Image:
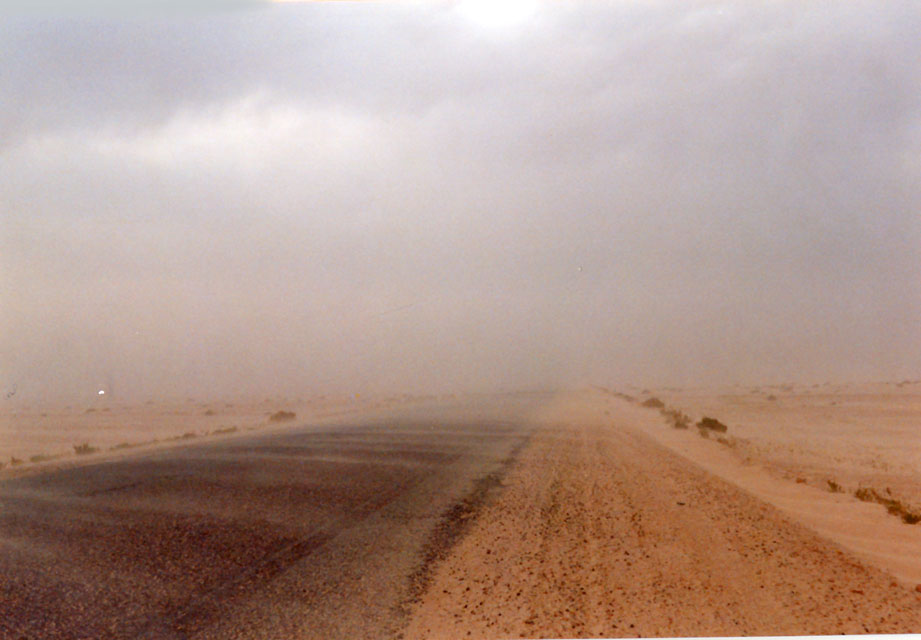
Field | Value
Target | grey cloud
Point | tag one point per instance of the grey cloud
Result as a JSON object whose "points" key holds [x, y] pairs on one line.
{"points": [[386, 195]]}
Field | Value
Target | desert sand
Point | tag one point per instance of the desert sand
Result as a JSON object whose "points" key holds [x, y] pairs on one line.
{"points": [[601, 531], [554, 514]]}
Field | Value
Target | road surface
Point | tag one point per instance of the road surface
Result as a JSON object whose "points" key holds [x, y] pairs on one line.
{"points": [[535, 515], [317, 532]]}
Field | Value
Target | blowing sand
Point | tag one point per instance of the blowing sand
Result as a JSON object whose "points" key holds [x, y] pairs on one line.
{"points": [[34, 438], [602, 531]]}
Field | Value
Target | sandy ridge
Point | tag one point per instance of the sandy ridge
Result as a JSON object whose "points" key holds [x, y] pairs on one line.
{"points": [[602, 532]]}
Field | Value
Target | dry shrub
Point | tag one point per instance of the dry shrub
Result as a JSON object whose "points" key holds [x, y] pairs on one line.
{"points": [[224, 430], [893, 506], [712, 424], [676, 418]]}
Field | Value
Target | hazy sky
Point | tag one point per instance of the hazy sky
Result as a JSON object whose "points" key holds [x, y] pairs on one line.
{"points": [[422, 197]]}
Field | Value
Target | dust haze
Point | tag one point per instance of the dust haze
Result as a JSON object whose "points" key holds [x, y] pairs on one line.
{"points": [[403, 197]]}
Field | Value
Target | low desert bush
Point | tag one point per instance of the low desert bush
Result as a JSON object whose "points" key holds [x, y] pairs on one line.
{"points": [[711, 424], [224, 430], [676, 418], [893, 506]]}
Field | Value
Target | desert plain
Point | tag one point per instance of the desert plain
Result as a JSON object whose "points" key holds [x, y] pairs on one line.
{"points": [[581, 513]]}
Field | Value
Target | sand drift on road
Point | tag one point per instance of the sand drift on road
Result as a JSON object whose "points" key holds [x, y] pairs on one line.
{"points": [[523, 515]]}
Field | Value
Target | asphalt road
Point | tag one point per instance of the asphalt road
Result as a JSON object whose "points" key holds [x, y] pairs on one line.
{"points": [[318, 531]]}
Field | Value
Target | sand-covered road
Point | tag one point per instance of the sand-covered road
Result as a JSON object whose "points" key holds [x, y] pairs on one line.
{"points": [[312, 532], [535, 515], [601, 532]]}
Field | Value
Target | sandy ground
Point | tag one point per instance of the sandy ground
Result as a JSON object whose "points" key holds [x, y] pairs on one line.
{"points": [[34, 436], [574, 514], [321, 530], [856, 434], [601, 531]]}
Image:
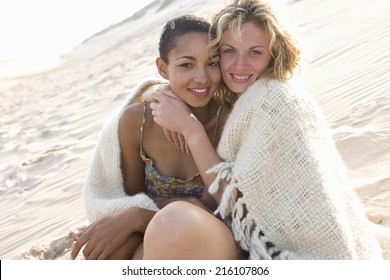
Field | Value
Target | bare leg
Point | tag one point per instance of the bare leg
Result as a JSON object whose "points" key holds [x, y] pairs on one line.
{"points": [[127, 250], [182, 230]]}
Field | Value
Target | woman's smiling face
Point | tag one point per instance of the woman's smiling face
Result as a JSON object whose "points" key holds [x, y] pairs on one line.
{"points": [[242, 61], [193, 74]]}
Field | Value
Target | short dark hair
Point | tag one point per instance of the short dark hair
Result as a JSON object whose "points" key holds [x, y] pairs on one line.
{"points": [[177, 27]]}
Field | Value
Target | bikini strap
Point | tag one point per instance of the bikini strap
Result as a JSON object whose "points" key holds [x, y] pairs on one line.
{"points": [[142, 127], [216, 127]]}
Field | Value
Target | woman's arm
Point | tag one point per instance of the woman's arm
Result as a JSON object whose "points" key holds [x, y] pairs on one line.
{"points": [[174, 115]]}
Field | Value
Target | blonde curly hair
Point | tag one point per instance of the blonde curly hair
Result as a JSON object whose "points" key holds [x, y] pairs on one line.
{"points": [[285, 53]]}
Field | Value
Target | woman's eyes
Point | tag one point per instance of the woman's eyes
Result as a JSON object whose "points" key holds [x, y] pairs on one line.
{"points": [[254, 52], [186, 65], [228, 51], [250, 52], [213, 64], [209, 64]]}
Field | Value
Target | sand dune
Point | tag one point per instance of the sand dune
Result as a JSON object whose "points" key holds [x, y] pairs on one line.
{"points": [[50, 121]]}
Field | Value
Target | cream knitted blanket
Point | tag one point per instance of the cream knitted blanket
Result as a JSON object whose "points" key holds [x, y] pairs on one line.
{"points": [[296, 203], [104, 190]]}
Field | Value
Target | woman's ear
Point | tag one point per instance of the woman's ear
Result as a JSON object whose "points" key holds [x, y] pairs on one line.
{"points": [[162, 68]]}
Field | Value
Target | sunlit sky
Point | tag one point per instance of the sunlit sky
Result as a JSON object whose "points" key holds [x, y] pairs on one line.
{"points": [[44, 29]]}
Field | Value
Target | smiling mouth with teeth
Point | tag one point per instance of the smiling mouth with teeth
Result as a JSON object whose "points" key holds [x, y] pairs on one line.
{"points": [[199, 92], [241, 77]]}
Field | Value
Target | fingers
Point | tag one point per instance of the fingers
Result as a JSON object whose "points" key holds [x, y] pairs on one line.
{"points": [[168, 135], [83, 239]]}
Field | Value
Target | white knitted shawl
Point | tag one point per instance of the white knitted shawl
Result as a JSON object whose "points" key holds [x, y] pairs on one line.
{"points": [[296, 203], [104, 190]]}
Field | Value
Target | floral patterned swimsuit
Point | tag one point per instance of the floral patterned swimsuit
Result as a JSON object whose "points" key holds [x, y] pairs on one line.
{"points": [[160, 187]]}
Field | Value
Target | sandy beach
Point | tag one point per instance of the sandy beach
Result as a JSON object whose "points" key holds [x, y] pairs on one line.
{"points": [[50, 121]]}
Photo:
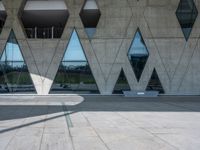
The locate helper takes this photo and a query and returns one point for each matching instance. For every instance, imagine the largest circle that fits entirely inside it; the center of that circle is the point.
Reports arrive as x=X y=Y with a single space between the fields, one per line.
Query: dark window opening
x=74 y=74
x=155 y=84
x=3 y=16
x=121 y=84
x=138 y=54
x=186 y=14
x=14 y=74
x=44 y=24
x=90 y=15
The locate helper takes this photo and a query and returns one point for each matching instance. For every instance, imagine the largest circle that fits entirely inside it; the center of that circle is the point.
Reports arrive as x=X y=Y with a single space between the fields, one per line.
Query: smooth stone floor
x=99 y=123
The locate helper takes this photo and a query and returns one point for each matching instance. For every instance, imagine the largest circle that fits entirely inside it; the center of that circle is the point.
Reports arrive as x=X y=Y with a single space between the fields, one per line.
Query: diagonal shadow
x=35 y=122
x=96 y=104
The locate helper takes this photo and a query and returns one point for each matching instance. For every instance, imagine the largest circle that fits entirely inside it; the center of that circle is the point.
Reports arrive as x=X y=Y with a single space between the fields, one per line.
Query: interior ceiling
x=44 y=18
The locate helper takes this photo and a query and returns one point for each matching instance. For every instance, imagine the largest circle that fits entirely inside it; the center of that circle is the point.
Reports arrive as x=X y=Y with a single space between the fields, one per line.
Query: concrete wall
x=177 y=62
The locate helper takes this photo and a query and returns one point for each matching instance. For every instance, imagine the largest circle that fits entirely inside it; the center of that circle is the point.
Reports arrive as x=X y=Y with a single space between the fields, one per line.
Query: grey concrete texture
x=175 y=60
x=99 y=123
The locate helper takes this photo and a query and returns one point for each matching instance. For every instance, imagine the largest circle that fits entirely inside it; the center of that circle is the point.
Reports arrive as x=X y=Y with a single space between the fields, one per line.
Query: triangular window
x=14 y=74
x=74 y=74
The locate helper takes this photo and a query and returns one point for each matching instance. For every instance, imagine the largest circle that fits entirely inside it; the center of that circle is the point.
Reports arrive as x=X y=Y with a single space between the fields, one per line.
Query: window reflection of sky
x=138 y=47
x=74 y=51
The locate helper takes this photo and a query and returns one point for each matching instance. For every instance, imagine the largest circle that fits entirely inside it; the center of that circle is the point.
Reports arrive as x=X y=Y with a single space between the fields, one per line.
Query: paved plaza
x=99 y=123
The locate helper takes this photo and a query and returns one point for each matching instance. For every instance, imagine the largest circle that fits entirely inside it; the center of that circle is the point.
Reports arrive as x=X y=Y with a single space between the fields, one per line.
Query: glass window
x=154 y=83
x=138 y=54
x=122 y=84
x=14 y=75
x=74 y=74
x=186 y=14
x=90 y=15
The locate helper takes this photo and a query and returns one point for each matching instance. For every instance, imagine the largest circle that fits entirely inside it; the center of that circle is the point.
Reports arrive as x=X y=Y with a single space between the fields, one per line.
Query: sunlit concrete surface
x=99 y=123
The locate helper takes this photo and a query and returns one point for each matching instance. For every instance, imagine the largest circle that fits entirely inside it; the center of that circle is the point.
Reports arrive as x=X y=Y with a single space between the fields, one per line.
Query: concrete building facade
x=175 y=58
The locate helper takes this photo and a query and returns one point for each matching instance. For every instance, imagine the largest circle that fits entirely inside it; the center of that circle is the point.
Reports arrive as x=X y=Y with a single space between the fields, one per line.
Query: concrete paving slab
x=99 y=123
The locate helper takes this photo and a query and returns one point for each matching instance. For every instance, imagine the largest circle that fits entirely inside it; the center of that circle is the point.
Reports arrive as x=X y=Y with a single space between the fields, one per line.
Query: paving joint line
x=69 y=125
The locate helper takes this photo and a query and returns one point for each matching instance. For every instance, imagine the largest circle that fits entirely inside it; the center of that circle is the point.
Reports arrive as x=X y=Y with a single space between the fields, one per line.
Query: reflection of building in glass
x=138 y=54
x=154 y=83
x=74 y=74
x=90 y=15
x=44 y=19
x=159 y=41
x=2 y=16
x=121 y=84
x=14 y=75
x=186 y=14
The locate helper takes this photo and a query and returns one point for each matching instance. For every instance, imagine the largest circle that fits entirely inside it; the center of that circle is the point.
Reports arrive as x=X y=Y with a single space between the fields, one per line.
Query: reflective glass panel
x=74 y=74
x=121 y=84
x=14 y=75
x=138 y=54
x=154 y=83
x=90 y=15
x=186 y=14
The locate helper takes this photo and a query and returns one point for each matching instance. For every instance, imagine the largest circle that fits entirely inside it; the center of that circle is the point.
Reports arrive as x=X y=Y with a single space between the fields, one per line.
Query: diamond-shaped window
x=44 y=19
x=90 y=15
x=3 y=16
x=186 y=14
x=14 y=74
x=138 y=54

▶ **Task requirements**
Filter the records, keeping each line that includes the string "mouth".

▶ **Output of the exercise**
Target | smiling mouth with teeth
Point | tag one point per instance of the smiling mouth with teeth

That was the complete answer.